Article =
***
In 1862 Parlichev joined the struggle for independent Bulgarian church and schools, though he continued to teach Greek. After spending some time in Constantinople in 1868 acquainting himself with Church Slavonic literature, he returned to Ohrid where he advocated the substitution of Greek with Bulgarian in the town's schools and churches. The same year Parlichev was arrested and spent several months in an Ottoman jail after a complaint was sent by the Greek bishop of Ohrid. At that time he began to study standard Bulgarian, or, as he called it himself, the Slavonic language. From this time until his death Parlichev continued writing only in Bulgarian.

From 1869 Parlichev taught Bulgarian in several towns across Ottoman Empire, including Struga, Gabrovo, Bitola, Ohrid and Thessaloniki. He initiated the creation of the Bulgarian Men's High School of Thessaloniki. In 1870 Parlichev translated his award-winning poem "O Armatolos" into Bulgarian in an attempt to popularize his earlier works, which were written in Greek, among the Bulgarian audience.  He also wrote another poem called "Skenderbeg". Parlichev was the first Bulgarian translator of Homer's Iliad in 1871, though he was criticised for his language. Parlichev used a specific mixture of Church Slavonic and his native Ohrid dialect. He is therefore also regarded as a founding figure of the literature of the later standardized Macedonian language. In 1883 Parlichev moved to Thessaloniki where he taught at the Thessaloniki Bulgarian Male High School (1883-1889). During his stay there he wrote his autobiography. After his retirement in 1890, he returned to Ohrid, where he died.
***
Given data =
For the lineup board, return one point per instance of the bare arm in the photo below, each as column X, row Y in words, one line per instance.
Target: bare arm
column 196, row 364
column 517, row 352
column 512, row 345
***
Instructions =
A. Write out the records again, substituting "raised hand" for "bare arm" everywhere it appears and leaving all else unchanged.
B. Pick up the Parlichev passage after its last sentence and continue it.
The records are unrelated to the Parlichev passage.

Task-by-task results =
A.
For the lineup board, return one point per instance of the raised hand in the photo below, each as column X, row Y in words, one line per instance.
Target: raised hand
column 196, row 364
column 517, row 352
column 512, row 345

B.
Parlichev's son Kiril Parlichev was also a prominent member of the revolutionary movement in Macedonia and a Bulgarian public figure.

Identification 

Per Raymond Detrez, who received his PhD on the issue, in his early life Parlichev was a member of the “Romaic community”, a multi-ethnic proto-nation, to comprise all Orthodox Christians of the Ottoman Empire. It had been under way until the 1830s, when the rise of Greek nationalism destroyed which later lead to the formation of the modern nations on the Balkans. Parlichev is seen by Detrez as belonging to this community, however initially he had no well-defined sense of national identification. In his youth he developed a vague Greek identity, but as an adult he adopted a Bulgarian national identity. In the last decade of his life, he adhered to a form of vague local Macedonian patriotism, though continued to identify himself as a Bulgarian. In this way Parlichev’s national identity has been used by Macedonian historians to prove the existence of a Macedonian ethnic identification during the late 19th century.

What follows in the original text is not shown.